▸ Page extract:

▼

A combination of flexibility and factuality

Imagine asking a general-purpose LLM to name the ingredients of a specific prescription drug. It may reply incorrectly, necessitating the expertise of a specialized model.

To showcase Co-LLM’s flexibility, the researchers used data like the BioASQ medical set to couple a base LLM with expert LLMs in different domains, like the Meditron model, which is pretrained on unlabeled medical data. This enabled the algorithm to help answer inquiries a biomedical expert would typically receive, such as naming the mechanisms causing a particular disease.

For example, if you asked a simple LLM alone to name the ingredients of a specific prescription drug, it may reply incorrectly. With the added expertise of a model that specializes in biomedical data, you’d get a more accurate answer. Co-LLM also alerts users where to double-check answers.

Another example of Co-LLM’s performance boost: When tasked with solving a math problem like “a3 · a2 if a=5,” the general-purpose model incorrectly calculated the answer to be 125. As Co-LLM trained the model to collaborate more with a large math LLM called Llemma, together they determined that the correct solution was 3,125.

Co-LLM gave more accurate replies than fine-tuned simple LLMs and untuned specialized models working independently. Co-LLM can guide two models that were trained differently to work together, whereas other effective LLM collaboration approaches, such as “Proxy Tuning,” need all of their component models to be trained similarly. Additionally, this baseline requires each model to be used simultaneously to produce the answer, whereas MIT’s algorithm simply activates its expert model for particular tokens, leading to more efficient generation.

When to ask the expert

The MIT researchers’ algorithm highlights that imitating human teamwork more closely can increase accuracy in multi-LLM collaboration. To further elevate its factual precision, the team may draw from human self-correction: They’re considering a more robust deferral approach that can backtrack when the expert model doesn’t give a correct response. This upgrade would allow Co-LLM to course-correct so the algorithm can still give a satisfactory reply.

▲

▸ Data excerpts:
▼

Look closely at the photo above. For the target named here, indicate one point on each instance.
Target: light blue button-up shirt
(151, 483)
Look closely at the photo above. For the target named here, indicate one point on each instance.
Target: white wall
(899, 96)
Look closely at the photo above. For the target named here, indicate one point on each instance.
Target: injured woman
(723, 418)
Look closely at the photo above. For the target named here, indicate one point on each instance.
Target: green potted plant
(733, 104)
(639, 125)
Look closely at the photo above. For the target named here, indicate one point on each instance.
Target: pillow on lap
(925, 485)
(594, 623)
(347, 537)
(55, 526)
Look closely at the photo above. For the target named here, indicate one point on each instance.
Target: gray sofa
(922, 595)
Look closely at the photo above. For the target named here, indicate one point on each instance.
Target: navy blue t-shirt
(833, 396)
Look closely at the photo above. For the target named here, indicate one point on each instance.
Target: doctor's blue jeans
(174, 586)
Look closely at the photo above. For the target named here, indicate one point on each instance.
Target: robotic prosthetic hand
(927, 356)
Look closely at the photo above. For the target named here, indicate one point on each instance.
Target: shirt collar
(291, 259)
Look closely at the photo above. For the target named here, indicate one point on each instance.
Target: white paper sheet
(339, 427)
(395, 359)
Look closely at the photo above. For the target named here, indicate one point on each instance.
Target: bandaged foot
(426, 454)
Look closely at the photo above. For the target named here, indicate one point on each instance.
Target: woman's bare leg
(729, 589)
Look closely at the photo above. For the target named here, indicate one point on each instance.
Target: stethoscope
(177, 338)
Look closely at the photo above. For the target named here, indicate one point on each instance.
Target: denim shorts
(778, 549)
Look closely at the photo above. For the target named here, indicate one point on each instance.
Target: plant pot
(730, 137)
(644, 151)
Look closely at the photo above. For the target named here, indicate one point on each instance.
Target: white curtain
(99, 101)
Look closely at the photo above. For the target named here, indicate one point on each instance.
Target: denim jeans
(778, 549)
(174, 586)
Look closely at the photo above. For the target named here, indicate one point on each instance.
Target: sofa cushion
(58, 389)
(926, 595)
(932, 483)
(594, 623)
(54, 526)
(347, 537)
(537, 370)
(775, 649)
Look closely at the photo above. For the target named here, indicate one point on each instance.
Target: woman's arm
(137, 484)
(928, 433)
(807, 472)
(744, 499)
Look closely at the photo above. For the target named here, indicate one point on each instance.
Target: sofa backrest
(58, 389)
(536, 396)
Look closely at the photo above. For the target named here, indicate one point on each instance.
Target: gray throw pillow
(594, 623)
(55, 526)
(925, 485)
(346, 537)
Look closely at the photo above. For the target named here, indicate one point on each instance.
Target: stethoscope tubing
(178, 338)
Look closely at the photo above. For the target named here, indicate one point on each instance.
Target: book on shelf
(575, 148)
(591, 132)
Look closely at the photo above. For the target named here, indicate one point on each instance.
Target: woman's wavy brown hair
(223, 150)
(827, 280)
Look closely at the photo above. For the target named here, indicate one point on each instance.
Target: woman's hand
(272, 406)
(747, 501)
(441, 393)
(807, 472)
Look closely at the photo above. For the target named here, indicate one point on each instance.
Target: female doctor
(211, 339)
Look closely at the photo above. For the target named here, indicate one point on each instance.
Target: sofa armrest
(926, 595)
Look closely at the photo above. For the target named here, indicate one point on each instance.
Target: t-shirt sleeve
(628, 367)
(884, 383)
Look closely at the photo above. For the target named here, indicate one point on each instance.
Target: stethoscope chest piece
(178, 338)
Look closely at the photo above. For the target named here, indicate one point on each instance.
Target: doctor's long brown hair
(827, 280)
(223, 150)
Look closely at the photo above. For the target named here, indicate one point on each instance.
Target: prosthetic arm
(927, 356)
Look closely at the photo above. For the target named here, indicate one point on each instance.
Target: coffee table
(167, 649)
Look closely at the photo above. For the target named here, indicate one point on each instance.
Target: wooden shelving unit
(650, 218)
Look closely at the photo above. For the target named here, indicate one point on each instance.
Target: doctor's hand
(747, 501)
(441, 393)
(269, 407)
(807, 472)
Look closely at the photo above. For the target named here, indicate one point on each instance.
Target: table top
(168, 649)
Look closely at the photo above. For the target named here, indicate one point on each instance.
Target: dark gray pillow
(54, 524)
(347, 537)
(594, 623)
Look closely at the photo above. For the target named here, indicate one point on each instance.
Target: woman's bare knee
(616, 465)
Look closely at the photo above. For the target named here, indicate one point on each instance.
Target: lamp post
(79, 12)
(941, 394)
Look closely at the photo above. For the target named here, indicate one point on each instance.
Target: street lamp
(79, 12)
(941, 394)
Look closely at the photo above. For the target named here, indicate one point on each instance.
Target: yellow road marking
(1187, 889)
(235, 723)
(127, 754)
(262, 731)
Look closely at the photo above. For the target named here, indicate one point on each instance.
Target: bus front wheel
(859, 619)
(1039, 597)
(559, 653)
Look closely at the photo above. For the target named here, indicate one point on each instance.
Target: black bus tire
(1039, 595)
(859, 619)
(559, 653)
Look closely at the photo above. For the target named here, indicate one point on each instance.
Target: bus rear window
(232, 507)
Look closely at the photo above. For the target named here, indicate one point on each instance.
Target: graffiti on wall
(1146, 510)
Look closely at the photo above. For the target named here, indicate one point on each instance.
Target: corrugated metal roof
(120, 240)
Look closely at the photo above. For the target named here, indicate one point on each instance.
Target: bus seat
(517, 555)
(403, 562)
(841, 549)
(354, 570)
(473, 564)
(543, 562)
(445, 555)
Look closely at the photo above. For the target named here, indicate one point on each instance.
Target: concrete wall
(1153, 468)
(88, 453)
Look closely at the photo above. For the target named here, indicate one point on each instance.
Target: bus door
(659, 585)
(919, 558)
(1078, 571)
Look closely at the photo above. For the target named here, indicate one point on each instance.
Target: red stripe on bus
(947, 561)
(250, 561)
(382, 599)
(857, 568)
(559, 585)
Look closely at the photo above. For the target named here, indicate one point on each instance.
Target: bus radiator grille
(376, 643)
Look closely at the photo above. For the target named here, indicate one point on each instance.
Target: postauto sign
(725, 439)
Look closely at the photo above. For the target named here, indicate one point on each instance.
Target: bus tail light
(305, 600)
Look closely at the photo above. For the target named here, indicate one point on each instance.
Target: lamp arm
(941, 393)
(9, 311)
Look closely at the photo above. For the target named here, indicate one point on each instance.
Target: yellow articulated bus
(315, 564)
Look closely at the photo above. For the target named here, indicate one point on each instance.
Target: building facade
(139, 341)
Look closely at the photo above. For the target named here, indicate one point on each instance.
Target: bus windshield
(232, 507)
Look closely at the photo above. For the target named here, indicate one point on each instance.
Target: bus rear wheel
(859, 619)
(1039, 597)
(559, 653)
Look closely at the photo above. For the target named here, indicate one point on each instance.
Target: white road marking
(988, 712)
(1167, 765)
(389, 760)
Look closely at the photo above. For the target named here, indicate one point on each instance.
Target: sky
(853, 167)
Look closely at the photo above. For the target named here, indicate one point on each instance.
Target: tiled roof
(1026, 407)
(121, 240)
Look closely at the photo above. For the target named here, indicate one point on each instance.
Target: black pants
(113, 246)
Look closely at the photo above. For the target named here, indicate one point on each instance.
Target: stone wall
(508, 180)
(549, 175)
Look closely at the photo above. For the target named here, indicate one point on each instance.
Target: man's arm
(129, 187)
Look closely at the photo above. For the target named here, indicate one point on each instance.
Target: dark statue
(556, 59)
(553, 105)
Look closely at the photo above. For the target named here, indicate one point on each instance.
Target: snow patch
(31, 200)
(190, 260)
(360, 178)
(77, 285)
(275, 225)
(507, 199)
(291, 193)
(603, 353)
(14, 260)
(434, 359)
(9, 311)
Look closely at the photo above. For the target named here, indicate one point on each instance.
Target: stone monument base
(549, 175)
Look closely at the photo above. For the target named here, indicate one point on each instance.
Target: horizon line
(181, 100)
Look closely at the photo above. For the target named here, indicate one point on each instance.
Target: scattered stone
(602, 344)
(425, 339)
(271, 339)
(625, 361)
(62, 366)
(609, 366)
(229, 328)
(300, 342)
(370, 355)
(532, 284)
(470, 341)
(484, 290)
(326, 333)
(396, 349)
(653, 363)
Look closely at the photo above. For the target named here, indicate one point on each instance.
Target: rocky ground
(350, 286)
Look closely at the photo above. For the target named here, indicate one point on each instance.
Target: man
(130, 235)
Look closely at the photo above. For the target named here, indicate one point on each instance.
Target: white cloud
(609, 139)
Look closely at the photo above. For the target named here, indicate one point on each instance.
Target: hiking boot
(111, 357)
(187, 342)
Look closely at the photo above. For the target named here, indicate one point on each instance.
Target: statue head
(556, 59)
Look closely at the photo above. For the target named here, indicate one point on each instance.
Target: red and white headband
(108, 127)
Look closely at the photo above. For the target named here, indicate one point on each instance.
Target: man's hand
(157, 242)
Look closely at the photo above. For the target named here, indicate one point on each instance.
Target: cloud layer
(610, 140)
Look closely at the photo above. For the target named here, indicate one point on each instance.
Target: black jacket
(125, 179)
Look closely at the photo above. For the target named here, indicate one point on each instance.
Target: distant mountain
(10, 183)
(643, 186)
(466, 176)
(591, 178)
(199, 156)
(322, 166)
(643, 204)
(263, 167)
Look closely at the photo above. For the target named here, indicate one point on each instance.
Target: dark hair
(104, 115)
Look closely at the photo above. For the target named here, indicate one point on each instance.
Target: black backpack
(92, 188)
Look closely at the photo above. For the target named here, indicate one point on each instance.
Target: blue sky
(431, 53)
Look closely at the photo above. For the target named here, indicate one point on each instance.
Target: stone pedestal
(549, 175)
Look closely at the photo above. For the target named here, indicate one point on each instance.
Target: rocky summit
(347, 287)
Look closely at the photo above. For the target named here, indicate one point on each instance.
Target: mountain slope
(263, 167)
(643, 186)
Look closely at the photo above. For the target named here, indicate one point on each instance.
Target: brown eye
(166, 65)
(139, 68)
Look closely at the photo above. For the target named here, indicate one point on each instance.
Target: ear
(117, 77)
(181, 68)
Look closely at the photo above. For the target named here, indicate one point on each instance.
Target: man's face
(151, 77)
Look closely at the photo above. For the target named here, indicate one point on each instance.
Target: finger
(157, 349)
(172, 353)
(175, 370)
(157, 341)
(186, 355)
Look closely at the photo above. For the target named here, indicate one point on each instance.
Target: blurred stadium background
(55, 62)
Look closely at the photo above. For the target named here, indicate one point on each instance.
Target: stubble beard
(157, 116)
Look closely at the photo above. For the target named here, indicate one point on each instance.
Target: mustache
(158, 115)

▲

▸ Assignment 1:
List every model, dataset, algorithm, or collaboration approach that the Co-LLM passage mentions by name.
▸ Assignment 2:
According to the Co-LLM passage, what data is the Meditron model pretrained on?
▸ Assignment 3:
Copy the Co-LLM passage from "Imagine asking a" up to and including "a specialized model.".
The entries are not needed for any of this work.

▸ Response 1:
Co-LLM
BioASQ
Meditron
Llemma
Proxy Tuning

▸ Response 2:
Unlabeled medical data.

▸ Response 3:
Imagine asking a general-purpose LLM to name the ingredients of a specific prescription drug. It may reply incorrectly, necessitating the expertise of a specialized model.